R: Empirical Best Linear Unbiased Predictor

EBLUP {qape}

R Documentation

Empirical Best Linear Unbiased Predictor

Description

The function computes the value of the EBLUP of the linear combination of the variable of interest under the linear mixed model estimated using REML.

Usage

EBLUP(YS, fixed.part, random.part, reg, con, gamma, weights, estMSE)

Arguments

`YS`	values of the variable of interest observed in the sample.
`fixed.part`	fixed-effects terms declared as in lmer object.
`random.part`	random-effects terms declared as in lmer object.
`reg`	the population matrix of auxiliary variables named in fixed.part and random.part.
`con`	the population 0-1 vector with 1s for elements in the sample and 0s for elements which are not in the sample.
`gamma`	the population vector which transpose multiplied by the population vector of the variable of interest gives the predicted characteristic. For example, if gamma is the population vector of 1s, the sum of the values of the variable of interest in the whole dataset is predicted.
`weights`	the population vector of weights, defined as in lmer object, allowing to include heteroscedasticity of random components in the mixed linear model.
`estMSE`	logical. If TRUE, the naive MSE estimator and its components are computed.

Details

The function computes the value of the EBLUP of the linear combination of the variable of interest based on the formula (21) in Zadlo (2017) (see Remark 5.1 in the paper for further explanations). Predicted values for unsampled population elements in subsets for which random effects are not observed in the sample are computed based only on fixed effects. The naive MSE estimator of the EBLUP, which is the sum of two components given by equations (31) and (32) in Zadlo (2017) p. 8094, where unknown parameters are replaced by their REML estimates, is also computed. The naive MSE estimator ignores the variability of EBLUP resulting from the estimation of variance components.

Value

The function returns a list with the following objects:

`fixed.part`	the fixed part of the formula of model.
`random.part`	the random part of the formula of model.
`thetaP`	the value of the predictor.
`beta`	the estimated vector of fixed effects.

**Provided data**
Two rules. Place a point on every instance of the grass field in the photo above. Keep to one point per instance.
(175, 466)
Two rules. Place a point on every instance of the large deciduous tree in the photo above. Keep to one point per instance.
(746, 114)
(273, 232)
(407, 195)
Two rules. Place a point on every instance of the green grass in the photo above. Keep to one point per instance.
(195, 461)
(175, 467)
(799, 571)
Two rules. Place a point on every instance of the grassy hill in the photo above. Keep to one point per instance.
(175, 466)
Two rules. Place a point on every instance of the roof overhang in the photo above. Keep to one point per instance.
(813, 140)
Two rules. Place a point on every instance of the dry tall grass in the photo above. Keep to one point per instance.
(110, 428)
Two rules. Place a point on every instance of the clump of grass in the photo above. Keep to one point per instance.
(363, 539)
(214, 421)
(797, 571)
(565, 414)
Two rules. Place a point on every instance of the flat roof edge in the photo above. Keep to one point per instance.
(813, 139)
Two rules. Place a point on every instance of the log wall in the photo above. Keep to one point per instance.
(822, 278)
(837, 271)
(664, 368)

**Stated problem A**
List every argument that the EBLUP documentation page gives for the EBLUP function.
**Stated problem B**
Output the passage of the EBLUP documentation page from "The function returns" to "random part of the formula of model.".
The entries come from a source unrelated to the EBLUP documentation page.

**Full output A**
YS, fixed.part, random.part, reg, con, gamma, weights, estMSE

**Full output B**
The function returns a list with the following objects:

`fixed.part`	the fixed part of the formula of model.
`random.part`	the random part of the formula of model.